## Written request A
Copy the passage of the network renumbering text from "We also could" to "joy and surprise." word for word.
## Written request B
Decide whether each statement below agrees with the network renumbering text, answering yes or no and quoting the deciding words: (i) The NCDs keep their configuration stored on the terminal. (ii) Lucent made up the majority. (iii) The text advises making one change to all machines before moving on to the next change.

Our NCDs had four ``classes'' of configurations (one of which being ``every man for himself''). We developed one solid and maintainable configuration that worked everywhere and changed all NCDs to use it. We now store no configuration on the terminal and use TFTP for all the data. Each client's configuration file is simply a symbolic link to the master configuration file. We can make a global change by modifying the master file and waiting for all the NCDs to be rebooted. A simple script was written to create the right symbolic links so that the error-prone task of converting IP addresses to hex, and typing the extremely long path names was eliminated.

What We Would Do Differently

In hindsight, there are some things we could have done differently. We could have renumbered just the AT&T machines, not all of them. We (Lucent) were the majority. However, this option would not have let us use this opportunity to renumber to our new Class B IP network, do our much-needed Unix re-configuration, and upgrade our network performance, etc. However, it would have reduced our work to almost nothing more than changing our DNS and NIS domains. However, it was not an obvious option to us because AT&T was short staffed and we felt obligated to back-fill for them. We would have had to do much of the work anyway.

We also could have simply declared ownership of the network and gave AT&T a cut-off date for when they had to have all their machines removed. Bell Labs Murray Hill used this technique . . . the lucky dogs! Again, AT&T's staff shortage would have made this a problem.

``At least it won't happen again''

We felt oddly disappointed that we had learned so much and developed so many techniques but none of them would be useful in the future. However, as luck would have it, since the split we have found that soon we will need to renumber three more user communities, totaling approximately the same number of machines involved in the split. Imagine our joy and surprise.

What We Learned

  • Massive renumbering projects are increasing in frequency due to cleansing of organic networks and corporate structural changes.
  • Massive renumbering projects are an excellent opportunity to clean up a messy network.
  • It is possible to renumber a massive number of machines without a single day (or time period) where all machines are down.
  • After the first day of mass conversion, meet to review areas of improvement and update the process.
  • Secondary IP addresses are a useful transition aid, but don't over-do it.
  • Clients have dependencies on servers, so be creative about renumbering servers, and do them early (or add secondary IP addresses).
  • Develop ``the perfect machine'' before you make those changes everywhere else. Make all changes at once to a machine before you move on, don't make one change to all machines before you move to the next change. This prevents the situation where you convert all machines at once to discover that every single machine now has the same flaw.

[Pointing and labeling entries]
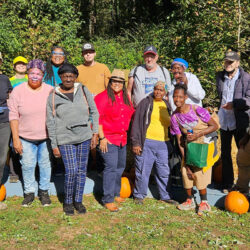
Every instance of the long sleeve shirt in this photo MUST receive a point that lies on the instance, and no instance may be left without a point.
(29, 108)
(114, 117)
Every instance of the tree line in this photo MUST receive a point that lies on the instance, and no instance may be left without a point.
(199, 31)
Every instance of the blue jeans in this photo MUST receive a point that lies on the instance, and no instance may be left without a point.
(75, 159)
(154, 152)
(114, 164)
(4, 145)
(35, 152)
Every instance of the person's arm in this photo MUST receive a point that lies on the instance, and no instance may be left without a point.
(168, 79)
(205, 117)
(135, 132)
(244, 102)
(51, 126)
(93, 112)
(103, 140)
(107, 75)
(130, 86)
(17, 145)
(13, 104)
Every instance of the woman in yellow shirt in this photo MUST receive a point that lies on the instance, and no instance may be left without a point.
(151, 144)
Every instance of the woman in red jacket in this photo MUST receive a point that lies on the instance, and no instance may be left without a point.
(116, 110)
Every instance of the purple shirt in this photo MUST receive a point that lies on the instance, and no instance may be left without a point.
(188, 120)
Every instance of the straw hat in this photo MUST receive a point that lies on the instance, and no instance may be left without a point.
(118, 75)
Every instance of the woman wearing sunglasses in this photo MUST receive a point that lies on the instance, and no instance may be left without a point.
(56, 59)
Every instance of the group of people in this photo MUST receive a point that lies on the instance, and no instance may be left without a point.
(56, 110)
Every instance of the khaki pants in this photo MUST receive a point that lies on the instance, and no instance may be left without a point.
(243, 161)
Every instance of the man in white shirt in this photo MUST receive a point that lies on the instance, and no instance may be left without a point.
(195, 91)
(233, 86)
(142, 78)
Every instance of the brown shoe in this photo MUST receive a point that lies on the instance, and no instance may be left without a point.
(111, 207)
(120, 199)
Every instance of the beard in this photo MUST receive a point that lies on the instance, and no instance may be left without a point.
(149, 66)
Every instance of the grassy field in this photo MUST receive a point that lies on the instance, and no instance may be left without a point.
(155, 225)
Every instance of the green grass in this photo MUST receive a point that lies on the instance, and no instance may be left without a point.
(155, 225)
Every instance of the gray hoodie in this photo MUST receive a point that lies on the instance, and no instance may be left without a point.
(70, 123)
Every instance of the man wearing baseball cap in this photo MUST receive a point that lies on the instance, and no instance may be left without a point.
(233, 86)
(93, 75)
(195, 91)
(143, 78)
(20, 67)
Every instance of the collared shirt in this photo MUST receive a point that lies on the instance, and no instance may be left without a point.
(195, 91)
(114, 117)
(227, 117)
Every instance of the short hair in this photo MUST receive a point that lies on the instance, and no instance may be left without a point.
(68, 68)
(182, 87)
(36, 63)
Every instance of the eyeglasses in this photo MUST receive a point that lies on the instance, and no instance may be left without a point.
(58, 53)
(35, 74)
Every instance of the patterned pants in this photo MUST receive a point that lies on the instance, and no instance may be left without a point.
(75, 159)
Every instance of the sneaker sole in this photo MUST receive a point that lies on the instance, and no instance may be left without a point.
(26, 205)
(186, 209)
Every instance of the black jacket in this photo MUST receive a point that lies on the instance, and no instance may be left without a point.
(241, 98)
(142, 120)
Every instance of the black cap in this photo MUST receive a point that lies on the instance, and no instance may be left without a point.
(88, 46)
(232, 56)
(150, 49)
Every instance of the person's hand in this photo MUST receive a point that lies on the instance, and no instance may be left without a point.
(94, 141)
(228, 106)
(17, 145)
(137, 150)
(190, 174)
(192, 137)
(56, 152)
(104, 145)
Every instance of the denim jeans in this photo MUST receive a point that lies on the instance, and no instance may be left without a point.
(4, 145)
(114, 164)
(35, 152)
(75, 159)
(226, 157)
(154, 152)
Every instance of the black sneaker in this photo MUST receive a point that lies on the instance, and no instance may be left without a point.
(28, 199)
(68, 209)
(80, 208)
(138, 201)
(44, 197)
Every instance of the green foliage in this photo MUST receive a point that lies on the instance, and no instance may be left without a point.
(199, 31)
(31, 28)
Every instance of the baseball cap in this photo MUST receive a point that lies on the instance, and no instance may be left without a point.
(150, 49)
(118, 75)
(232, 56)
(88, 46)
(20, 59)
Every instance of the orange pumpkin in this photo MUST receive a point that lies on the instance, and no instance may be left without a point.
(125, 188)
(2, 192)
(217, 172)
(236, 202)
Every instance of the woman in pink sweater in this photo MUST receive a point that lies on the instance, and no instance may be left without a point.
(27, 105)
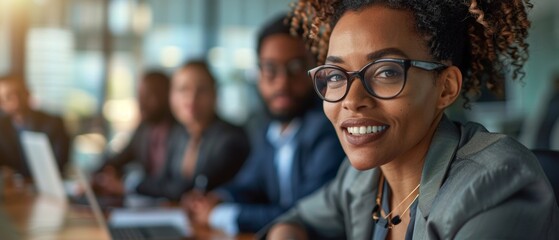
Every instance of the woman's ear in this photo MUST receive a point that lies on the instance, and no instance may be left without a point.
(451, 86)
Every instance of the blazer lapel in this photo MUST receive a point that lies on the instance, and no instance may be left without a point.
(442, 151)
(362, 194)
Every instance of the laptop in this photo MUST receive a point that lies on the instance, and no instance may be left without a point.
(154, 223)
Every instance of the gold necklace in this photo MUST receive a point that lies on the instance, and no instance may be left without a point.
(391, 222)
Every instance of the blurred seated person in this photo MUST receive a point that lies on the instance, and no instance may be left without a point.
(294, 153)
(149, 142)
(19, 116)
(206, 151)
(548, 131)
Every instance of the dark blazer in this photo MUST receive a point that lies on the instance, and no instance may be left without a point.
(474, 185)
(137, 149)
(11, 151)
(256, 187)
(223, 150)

## Right answer A
We also could have simply declared ownership of the network and gave AT&T a cut-off date for when they had to have all their machines removed. Bell Labs Murray Hill used this technique . . . the lucky dogs! Again, AT&T's staff shortage would have made this a problem.

``At least it won't happen again''

We felt oddly disappointed that we had learned so much and developed so many techniques but none of them would be useful in the future. However, as luck would have it, since the split we have found that soon we will need to renumber three more user communities, totaling approximately the same number of machines involved in the split. Imagine our joy and surprise.

## Right answer B
(i) No: "We now store no configuration on the terminal and use TFTP for all the data."
(ii) Yes: "We (Lucent) were the majority."
(iii) No: "don't make one change to all machines before you move to the next change."